== Segment start ==
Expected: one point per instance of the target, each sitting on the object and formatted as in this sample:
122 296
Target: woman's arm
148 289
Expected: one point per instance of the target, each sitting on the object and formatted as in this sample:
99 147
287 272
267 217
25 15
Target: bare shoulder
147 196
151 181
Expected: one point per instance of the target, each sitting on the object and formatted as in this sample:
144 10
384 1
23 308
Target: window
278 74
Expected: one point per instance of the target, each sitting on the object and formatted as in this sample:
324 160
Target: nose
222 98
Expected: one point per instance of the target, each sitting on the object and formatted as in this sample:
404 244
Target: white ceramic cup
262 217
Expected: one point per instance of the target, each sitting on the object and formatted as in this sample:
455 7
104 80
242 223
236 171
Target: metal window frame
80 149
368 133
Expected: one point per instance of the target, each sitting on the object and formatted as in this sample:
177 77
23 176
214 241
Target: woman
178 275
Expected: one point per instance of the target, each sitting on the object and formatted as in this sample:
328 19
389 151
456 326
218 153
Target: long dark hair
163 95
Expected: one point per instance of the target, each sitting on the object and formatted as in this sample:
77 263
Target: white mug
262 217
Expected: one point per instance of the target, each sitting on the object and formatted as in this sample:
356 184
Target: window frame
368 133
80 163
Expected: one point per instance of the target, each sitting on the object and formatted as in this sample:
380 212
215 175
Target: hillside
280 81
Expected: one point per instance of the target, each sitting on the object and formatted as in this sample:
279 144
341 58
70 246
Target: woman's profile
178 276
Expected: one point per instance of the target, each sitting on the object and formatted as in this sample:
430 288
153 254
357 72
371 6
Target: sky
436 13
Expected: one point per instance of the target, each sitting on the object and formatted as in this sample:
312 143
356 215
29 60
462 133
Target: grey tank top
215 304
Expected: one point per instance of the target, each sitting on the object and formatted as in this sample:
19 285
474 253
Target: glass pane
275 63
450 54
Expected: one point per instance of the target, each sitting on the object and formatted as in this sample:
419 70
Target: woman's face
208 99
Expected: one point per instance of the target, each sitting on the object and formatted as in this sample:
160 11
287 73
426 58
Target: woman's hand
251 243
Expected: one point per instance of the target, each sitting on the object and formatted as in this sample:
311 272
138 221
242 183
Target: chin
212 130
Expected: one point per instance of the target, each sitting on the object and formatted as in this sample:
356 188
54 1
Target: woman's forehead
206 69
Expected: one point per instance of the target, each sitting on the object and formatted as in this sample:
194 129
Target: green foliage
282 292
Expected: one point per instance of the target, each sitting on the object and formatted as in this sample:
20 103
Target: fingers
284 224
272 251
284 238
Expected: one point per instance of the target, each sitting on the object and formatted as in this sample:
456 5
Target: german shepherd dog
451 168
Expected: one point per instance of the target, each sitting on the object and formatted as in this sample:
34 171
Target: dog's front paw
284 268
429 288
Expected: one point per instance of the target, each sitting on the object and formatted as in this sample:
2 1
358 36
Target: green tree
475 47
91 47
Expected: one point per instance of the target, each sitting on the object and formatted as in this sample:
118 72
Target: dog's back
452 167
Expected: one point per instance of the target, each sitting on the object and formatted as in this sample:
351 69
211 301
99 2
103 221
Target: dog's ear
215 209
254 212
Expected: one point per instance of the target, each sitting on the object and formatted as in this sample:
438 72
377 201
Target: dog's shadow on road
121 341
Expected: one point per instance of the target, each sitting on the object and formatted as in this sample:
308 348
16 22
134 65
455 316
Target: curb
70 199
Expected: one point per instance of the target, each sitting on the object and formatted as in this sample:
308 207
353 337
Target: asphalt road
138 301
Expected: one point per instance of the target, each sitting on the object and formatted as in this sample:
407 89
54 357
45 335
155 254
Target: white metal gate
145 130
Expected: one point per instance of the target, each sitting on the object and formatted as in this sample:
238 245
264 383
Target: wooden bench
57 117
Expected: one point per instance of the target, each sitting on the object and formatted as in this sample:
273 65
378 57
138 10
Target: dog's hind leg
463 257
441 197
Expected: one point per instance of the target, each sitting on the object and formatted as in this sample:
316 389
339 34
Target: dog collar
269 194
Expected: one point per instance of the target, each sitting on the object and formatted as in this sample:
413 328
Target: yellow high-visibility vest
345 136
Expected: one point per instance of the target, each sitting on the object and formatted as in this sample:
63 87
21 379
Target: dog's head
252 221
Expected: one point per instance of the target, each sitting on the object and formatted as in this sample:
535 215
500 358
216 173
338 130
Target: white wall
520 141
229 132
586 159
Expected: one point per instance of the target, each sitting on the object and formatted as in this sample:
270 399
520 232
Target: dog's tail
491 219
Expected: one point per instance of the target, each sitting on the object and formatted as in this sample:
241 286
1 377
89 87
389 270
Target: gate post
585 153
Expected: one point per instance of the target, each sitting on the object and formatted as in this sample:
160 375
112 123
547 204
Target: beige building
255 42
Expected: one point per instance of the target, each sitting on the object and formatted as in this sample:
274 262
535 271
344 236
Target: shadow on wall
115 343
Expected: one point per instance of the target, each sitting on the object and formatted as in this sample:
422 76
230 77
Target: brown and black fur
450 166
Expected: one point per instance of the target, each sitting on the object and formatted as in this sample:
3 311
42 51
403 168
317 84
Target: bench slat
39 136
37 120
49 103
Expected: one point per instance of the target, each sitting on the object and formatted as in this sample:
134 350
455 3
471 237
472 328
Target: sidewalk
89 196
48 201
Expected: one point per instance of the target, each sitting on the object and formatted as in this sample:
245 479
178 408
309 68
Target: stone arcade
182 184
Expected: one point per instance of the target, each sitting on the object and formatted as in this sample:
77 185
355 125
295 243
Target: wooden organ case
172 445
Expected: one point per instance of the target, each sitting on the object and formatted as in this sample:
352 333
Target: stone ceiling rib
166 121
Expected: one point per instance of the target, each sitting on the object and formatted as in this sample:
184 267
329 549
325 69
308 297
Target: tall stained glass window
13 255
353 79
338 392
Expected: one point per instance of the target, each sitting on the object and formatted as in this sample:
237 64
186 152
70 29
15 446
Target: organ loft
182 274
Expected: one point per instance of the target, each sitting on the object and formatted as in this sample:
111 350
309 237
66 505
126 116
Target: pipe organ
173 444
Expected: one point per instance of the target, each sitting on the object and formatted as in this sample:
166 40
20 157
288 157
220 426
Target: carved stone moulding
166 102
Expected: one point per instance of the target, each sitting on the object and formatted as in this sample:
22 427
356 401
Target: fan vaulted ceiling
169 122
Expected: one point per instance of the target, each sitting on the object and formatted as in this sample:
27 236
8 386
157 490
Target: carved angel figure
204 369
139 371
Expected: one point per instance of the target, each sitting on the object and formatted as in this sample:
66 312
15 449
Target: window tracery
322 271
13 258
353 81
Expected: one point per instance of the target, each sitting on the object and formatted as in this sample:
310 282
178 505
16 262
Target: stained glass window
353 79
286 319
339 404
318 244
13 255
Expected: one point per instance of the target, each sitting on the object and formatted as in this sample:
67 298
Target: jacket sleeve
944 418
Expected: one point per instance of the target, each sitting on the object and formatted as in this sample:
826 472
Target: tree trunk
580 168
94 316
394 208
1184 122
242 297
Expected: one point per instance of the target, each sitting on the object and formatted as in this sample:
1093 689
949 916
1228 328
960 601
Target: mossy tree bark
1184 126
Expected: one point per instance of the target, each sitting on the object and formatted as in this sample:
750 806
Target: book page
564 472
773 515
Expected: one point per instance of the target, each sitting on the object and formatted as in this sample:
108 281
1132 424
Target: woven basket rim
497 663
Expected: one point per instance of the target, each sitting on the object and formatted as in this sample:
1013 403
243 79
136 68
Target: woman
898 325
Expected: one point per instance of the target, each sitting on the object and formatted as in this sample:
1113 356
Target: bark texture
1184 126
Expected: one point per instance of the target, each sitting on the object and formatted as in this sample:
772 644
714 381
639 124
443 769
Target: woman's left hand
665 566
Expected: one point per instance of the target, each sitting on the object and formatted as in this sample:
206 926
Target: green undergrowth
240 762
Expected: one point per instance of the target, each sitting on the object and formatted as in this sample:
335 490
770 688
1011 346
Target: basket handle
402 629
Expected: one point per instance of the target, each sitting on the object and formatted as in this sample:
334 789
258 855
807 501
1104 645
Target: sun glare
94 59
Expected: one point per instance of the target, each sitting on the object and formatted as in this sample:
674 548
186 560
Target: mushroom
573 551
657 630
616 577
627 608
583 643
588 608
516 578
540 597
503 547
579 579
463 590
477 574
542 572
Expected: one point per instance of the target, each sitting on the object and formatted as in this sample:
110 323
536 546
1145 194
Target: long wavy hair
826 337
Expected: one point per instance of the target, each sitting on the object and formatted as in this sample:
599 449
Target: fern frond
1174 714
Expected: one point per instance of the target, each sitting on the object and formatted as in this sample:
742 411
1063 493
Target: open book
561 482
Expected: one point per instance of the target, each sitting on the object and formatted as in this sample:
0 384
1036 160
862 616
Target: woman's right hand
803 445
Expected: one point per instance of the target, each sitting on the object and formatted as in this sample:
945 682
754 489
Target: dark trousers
== Segment end ==
ABOUT THIS TASK:
Nothing but the lines from the line with "Target: mushroom" to the last line of the listing above should appear; please retype them exactly, both ends included.

RESPONSE AREA:
Target: mushroom
573 551
657 630
616 577
627 608
583 643
588 608
516 578
540 597
503 547
579 579
463 590
477 574
542 572
Expected: one point per instance of the target, each sitting on the object and formatted as in this sample:
110 323
536 546
1145 194
Target: long wavy hair
826 337
Expected: one point per instance of the target, each sitting on the object and formatted as in this sample:
599 449
Target: fern frond
1174 714
Expected: one point per instance of the target, each sitting on the object and formatted as in this sample:
742 411
1063 493
Target: open book
561 482
Expected: one point per instance of the target, each sitting on the object and formatted as in this sample:
0 384
1036 160
862 616
Target: woman's right hand
803 445
Expected: one point per instance of the target, each sitting on the object and formatted as in this sample:
945 682
754 489
Target: dark trousers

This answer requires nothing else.